[Assigned task] Could you please reproduce every record below exactly, leaving out the pictures?

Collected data
● ● ●

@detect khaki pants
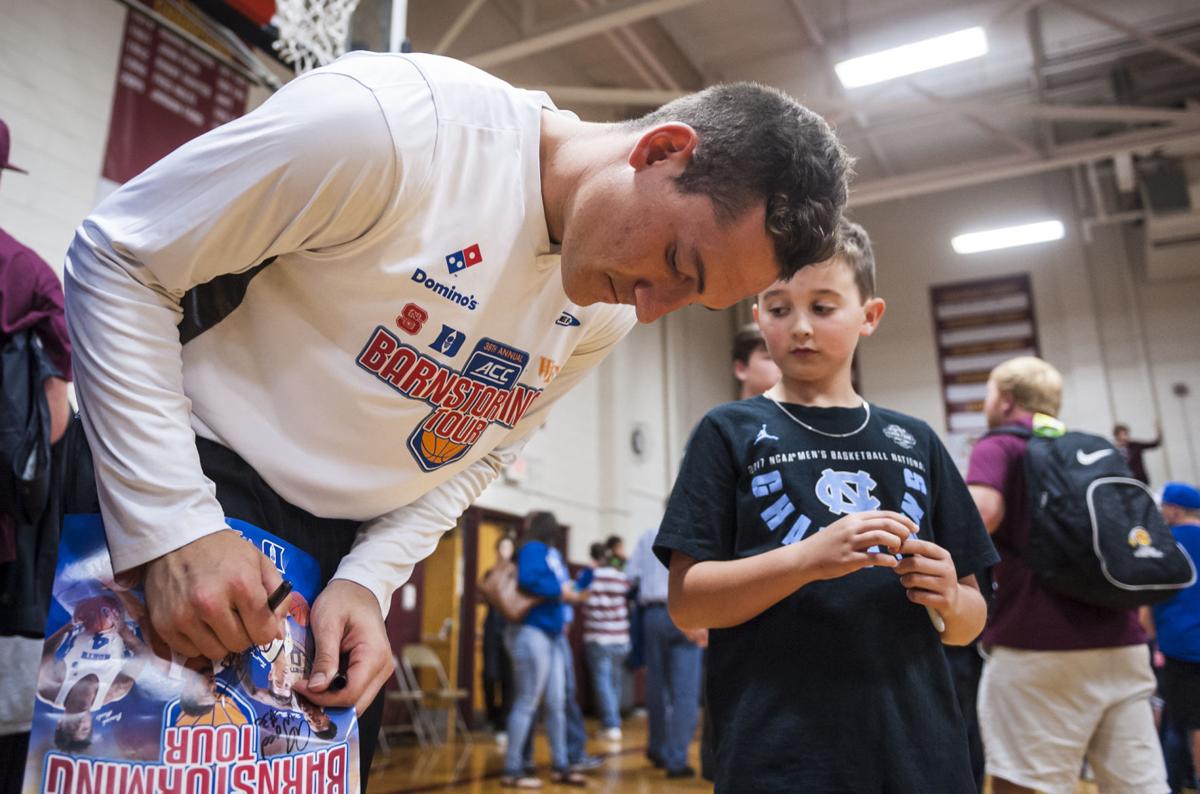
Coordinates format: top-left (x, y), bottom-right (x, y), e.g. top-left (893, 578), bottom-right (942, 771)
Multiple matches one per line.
top-left (979, 645), bottom-right (1168, 794)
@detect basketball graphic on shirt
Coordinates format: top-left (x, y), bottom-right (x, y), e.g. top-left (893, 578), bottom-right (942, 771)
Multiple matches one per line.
top-left (419, 430), bottom-right (467, 466)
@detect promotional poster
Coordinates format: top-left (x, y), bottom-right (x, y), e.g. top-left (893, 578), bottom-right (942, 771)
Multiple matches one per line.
top-left (23, 514), bottom-right (359, 794)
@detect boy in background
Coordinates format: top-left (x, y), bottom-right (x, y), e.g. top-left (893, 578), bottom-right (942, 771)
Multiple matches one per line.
top-left (655, 220), bottom-right (997, 792)
top-left (731, 322), bottom-right (781, 400)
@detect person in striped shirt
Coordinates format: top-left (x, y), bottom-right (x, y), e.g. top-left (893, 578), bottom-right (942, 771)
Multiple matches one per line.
top-left (578, 542), bottom-right (631, 742)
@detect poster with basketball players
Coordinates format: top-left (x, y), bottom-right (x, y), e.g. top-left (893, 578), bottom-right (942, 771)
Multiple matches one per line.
top-left (23, 514), bottom-right (359, 794)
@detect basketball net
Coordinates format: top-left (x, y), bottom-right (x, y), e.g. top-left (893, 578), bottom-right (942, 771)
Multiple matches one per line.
top-left (272, 0), bottom-right (361, 74)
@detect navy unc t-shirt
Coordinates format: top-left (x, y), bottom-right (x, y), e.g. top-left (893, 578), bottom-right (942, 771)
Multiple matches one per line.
top-left (655, 396), bottom-right (998, 793)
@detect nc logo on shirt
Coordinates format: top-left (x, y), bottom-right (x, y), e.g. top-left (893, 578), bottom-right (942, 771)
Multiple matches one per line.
top-left (465, 338), bottom-right (529, 390)
top-left (446, 243), bottom-right (483, 275)
top-left (815, 468), bottom-right (881, 515)
top-left (555, 312), bottom-right (581, 327)
top-left (430, 324), bottom-right (466, 357)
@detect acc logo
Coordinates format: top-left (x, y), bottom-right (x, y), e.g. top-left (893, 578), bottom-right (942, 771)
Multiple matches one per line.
top-left (883, 424), bottom-right (916, 450)
top-left (555, 312), bottom-right (581, 327)
top-left (396, 303), bottom-right (429, 335)
top-left (446, 243), bottom-right (483, 275)
top-left (430, 324), bottom-right (466, 357)
top-left (465, 338), bottom-right (529, 390)
top-left (538, 357), bottom-right (560, 384)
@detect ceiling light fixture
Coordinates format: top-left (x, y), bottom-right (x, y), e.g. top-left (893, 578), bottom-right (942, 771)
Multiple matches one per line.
top-left (951, 220), bottom-right (1065, 254)
top-left (835, 27), bottom-right (988, 89)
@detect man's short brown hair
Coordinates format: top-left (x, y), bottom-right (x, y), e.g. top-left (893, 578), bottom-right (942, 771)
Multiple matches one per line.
top-left (732, 322), bottom-right (766, 364)
top-left (989, 356), bottom-right (1063, 417)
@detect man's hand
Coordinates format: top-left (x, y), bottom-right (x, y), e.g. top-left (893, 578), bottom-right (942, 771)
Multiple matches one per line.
top-left (894, 538), bottom-right (959, 616)
top-left (143, 530), bottom-right (285, 660)
top-left (801, 510), bottom-right (916, 581)
top-left (682, 627), bottom-right (709, 648)
top-left (295, 580), bottom-right (394, 715)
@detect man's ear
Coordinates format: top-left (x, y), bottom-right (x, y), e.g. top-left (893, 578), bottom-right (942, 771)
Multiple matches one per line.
top-left (1000, 391), bottom-right (1017, 416)
top-left (733, 359), bottom-right (748, 383)
top-left (629, 123), bottom-right (698, 171)
top-left (859, 297), bottom-right (886, 337)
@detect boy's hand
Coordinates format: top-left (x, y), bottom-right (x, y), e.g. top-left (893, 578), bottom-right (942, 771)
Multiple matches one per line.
top-left (801, 511), bottom-right (916, 581)
top-left (894, 538), bottom-right (959, 615)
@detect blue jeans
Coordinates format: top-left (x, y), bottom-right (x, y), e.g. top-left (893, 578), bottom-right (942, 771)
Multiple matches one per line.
top-left (524, 633), bottom-right (589, 766)
top-left (560, 634), bottom-right (589, 762)
top-left (643, 603), bottom-right (702, 772)
top-left (504, 624), bottom-right (567, 775)
top-left (585, 641), bottom-right (630, 729)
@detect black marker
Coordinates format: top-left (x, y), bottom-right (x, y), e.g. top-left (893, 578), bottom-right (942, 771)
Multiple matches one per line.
top-left (329, 653), bottom-right (349, 691)
top-left (267, 580), bottom-right (293, 612)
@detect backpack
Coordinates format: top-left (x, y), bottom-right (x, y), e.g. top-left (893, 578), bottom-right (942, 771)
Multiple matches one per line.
top-left (989, 422), bottom-right (1196, 609)
top-left (0, 330), bottom-right (63, 636)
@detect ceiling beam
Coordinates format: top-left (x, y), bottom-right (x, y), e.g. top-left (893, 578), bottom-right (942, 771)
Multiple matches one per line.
top-left (615, 22), bottom-right (682, 90)
top-left (536, 85), bottom-right (683, 106)
top-left (533, 82), bottom-right (1199, 134)
top-left (829, 97), bottom-right (1199, 126)
top-left (987, 0), bottom-right (1052, 28)
top-left (435, 0), bottom-right (490, 54)
top-left (573, 0), bottom-right (662, 89)
top-left (907, 82), bottom-right (1040, 158)
top-left (788, 0), bottom-right (825, 48)
top-left (466, 0), bottom-right (710, 69)
top-left (850, 123), bottom-right (1200, 207)
top-left (1026, 6), bottom-right (1055, 155)
top-left (1053, 0), bottom-right (1200, 71)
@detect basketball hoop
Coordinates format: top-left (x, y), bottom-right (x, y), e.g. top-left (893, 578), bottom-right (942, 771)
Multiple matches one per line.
top-left (271, 0), bottom-right (361, 74)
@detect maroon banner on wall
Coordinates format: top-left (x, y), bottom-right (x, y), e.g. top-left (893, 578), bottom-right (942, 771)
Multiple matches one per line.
top-left (102, 6), bottom-right (249, 185)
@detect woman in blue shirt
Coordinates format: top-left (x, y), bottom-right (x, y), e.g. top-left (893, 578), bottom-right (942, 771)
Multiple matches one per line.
top-left (502, 512), bottom-right (588, 789)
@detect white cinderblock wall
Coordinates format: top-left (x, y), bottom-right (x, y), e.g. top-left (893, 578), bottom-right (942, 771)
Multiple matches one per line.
top-left (0, 0), bottom-right (125, 274)
top-left (853, 171), bottom-right (1200, 486)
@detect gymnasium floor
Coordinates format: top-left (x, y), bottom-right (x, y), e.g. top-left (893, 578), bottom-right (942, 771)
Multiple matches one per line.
top-left (366, 714), bottom-right (1101, 794)
top-left (368, 714), bottom-right (709, 793)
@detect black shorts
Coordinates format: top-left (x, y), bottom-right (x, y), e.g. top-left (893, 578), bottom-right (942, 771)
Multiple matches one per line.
top-left (1162, 655), bottom-right (1200, 731)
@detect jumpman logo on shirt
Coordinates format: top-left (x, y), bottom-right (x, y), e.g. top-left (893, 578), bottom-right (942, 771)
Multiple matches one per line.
top-left (755, 424), bottom-right (779, 444)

● ● ●

[Written solution]
@detect khaki pants
Coordinates format: top-left (x, y), bottom-right (x, y), e.g. top-left (893, 578), bottom-right (942, 771)
Multiple matches one per line.
top-left (979, 645), bottom-right (1168, 794)
@detect basketball graphic on shirt
Coordinates format: top-left (x, y), bottom-right (x, y), e.g. top-left (893, 578), bottom-right (942, 771)
Multiple matches one per line.
top-left (419, 430), bottom-right (467, 466)
@detect promotional poster
Coordinates format: top-left (x, y), bottom-right (x, y), e.g. top-left (893, 578), bottom-right (942, 771)
Multiple matches one per line.
top-left (23, 514), bottom-right (359, 794)
@detect boy in background
Coordinates format: top-left (x, y), bottom-right (x, y), e.g. top-left (893, 578), bottom-right (942, 771)
Multiple matches one per line.
top-left (655, 220), bottom-right (997, 792)
top-left (731, 322), bottom-right (781, 400)
@detect person in striped shirt
Coordinates format: top-left (x, y), bottom-right (x, y), e.g. top-left (893, 578), bottom-right (942, 771)
Multiple matches one per line.
top-left (578, 542), bottom-right (631, 742)
@detect poster with basketball players
Coordinates format: top-left (x, y), bottom-right (x, y), e.g. top-left (893, 578), bottom-right (942, 771)
Multiple matches one per line.
top-left (23, 514), bottom-right (359, 794)
@detect basketball net
Coordinates format: top-left (x, y), bottom-right (x, y), e.g. top-left (893, 578), bottom-right (942, 771)
Multiple matches one per line.
top-left (272, 0), bottom-right (361, 74)
@detect navy unc t-shirt
Coordinates format: top-left (x, y), bottom-right (x, y), e.g. top-left (893, 578), bottom-right (942, 771)
Multiple matches one per line.
top-left (655, 396), bottom-right (998, 793)
@detect nc logo on shirt
Coordinates format: top-left (x, y), bottom-right (x, y), e.g. top-left (893, 578), bottom-right (942, 771)
Multiple matches one per line.
top-left (465, 338), bottom-right (529, 390)
top-left (446, 243), bottom-right (483, 275)
top-left (815, 468), bottom-right (881, 515)
top-left (555, 312), bottom-right (581, 327)
top-left (430, 324), bottom-right (466, 357)
@detect acc logo
Coordinates format: top-left (x, y), bottom-right (x, y), e.g. top-left (893, 578), bottom-right (942, 771)
Multiple matches one per line.
top-left (883, 424), bottom-right (916, 450)
top-left (555, 312), bottom-right (581, 327)
top-left (396, 303), bottom-right (429, 335)
top-left (446, 243), bottom-right (483, 275)
top-left (430, 324), bottom-right (466, 357)
top-left (465, 338), bottom-right (529, 390)
top-left (538, 357), bottom-right (560, 384)
@detect ceiling light fixture
Coordinates format: top-left (x, y), bottom-right (x, y), e.g. top-left (893, 578), bottom-right (942, 771)
Multiple matches one per line.
top-left (951, 220), bottom-right (1065, 254)
top-left (835, 27), bottom-right (988, 89)
@detect man's short brown hair
Coordinates format: top-left (x, y), bottom-right (x, y), e.g. top-left (893, 578), bottom-right (942, 771)
Multiple matches one per line.
top-left (732, 322), bottom-right (766, 364)
top-left (989, 356), bottom-right (1063, 417)
@detect man's hand
Coordinates format: top-left (x, y), bottom-right (x, y), e.g. top-left (893, 578), bottom-right (942, 771)
Multiple matches one per line.
top-left (894, 538), bottom-right (959, 616)
top-left (143, 530), bottom-right (285, 660)
top-left (801, 510), bottom-right (916, 581)
top-left (682, 627), bottom-right (709, 648)
top-left (295, 580), bottom-right (394, 715)
@detect man's ear
Coordinates format: top-left (x, y), bottom-right (x, y), e.g. top-left (893, 578), bottom-right (942, 771)
Multiple matches one per line.
top-left (1000, 391), bottom-right (1017, 416)
top-left (733, 359), bottom-right (748, 383)
top-left (629, 123), bottom-right (698, 171)
top-left (859, 297), bottom-right (886, 337)
@detect boy's hand
Coordinates format: top-left (x, y), bottom-right (x, y), e.g. top-left (893, 578), bottom-right (942, 771)
Multiple matches one per line.
top-left (801, 511), bottom-right (916, 581)
top-left (894, 538), bottom-right (959, 615)
@detect blue jeans
Coordinates format: top-left (x, y), bottom-right (x, y), e.g. top-left (893, 578), bottom-right (942, 771)
Multiple matches one per line.
top-left (524, 633), bottom-right (589, 766)
top-left (560, 634), bottom-right (589, 762)
top-left (643, 603), bottom-right (702, 772)
top-left (504, 624), bottom-right (567, 775)
top-left (585, 641), bottom-right (630, 729)
@detect black marker
Coordinates format: top-left (x, y), bottom-right (x, y), e.g. top-left (893, 578), bottom-right (942, 771)
Multiple matches one per line.
top-left (329, 653), bottom-right (349, 691)
top-left (267, 580), bottom-right (293, 612)
@detect backpack
Coordinates format: top-left (x, y), bottom-right (x, y), e.g. top-left (893, 578), bottom-right (942, 771)
Multiple matches one per line.
top-left (989, 422), bottom-right (1196, 609)
top-left (0, 330), bottom-right (63, 636)
@detect ceiling beam
Coordinates format: top-left (x, y), bottom-right (x, y), e.g. top-left (893, 578), bottom-right (942, 771)
Multiple matches one per line.
top-left (615, 22), bottom-right (682, 90)
top-left (536, 85), bottom-right (683, 106)
top-left (533, 82), bottom-right (1199, 134)
top-left (829, 97), bottom-right (1199, 126)
top-left (987, 0), bottom-right (1052, 28)
top-left (435, 0), bottom-right (490, 54)
top-left (573, 0), bottom-right (662, 89)
top-left (907, 82), bottom-right (1040, 158)
top-left (788, 0), bottom-right (825, 48)
top-left (466, 0), bottom-right (710, 69)
top-left (850, 123), bottom-right (1200, 207)
top-left (1026, 6), bottom-right (1055, 155)
top-left (1053, 0), bottom-right (1200, 71)
@detect basketball hoop
Coordinates format: top-left (x, y), bottom-right (x, y), e.g. top-left (893, 578), bottom-right (942, 771)
Multiple matches one per line.
top-left (271, 0), bottom-right (361, 74)
@detect maroon banner on wall
Coordinates format: top-left (x, y), bottom-right (x, y), e.g. top-left (893, 578), bottom-right (942, 771)
Multiple matches one per line.
top-left (102, 6), bottom-right (249, 185)
@detect woman in blue shirt
Coordinates format: top-left (x, y), bottom-right (x, y), e.g. top-left (893, 578), bottom-right (942, 771)
Multiple matches one per line.
top-left (502, 512), bottom-right (588, 789)
@detect white cinderblock wall
Coordinates format: top-left (x, y), bottom-right (x, y), e.g. top-left (893, 578), bottom-right (942, 771)
Multiple matches one per line.
top-left (0, 0), bottom-right (125, 274)
top-left (853, 171), bottom-right (1200, 486)
@detect gymnasium floor
Coordinates format: top-left (x, y), bottom-right (x, y), e.g. top-left (893, 578), bottom-right (942, 771)
Multiple matches one per line.
top-left (366, 714), bottom-right (1101, 794)
top-left (368, 714), bottom-right (709, 793)
@detect black shorts
Coordinates format: top-left (x, y), bottom-right (x, y), e.g. top-left (893, 578), bottom-right (942, 771)
Multiple matches one per line.
top-left (1162, 655), bottom-right (1200, 731)
@detect jumpman logo on shirt
Coordinates format: top-left (x, y), bottom-right (x, y), e.g. top-left (893, 578), bottom-right (942, 771)
Multiple matches one per line.
top-left (755, 424), bottom-right (779, 444)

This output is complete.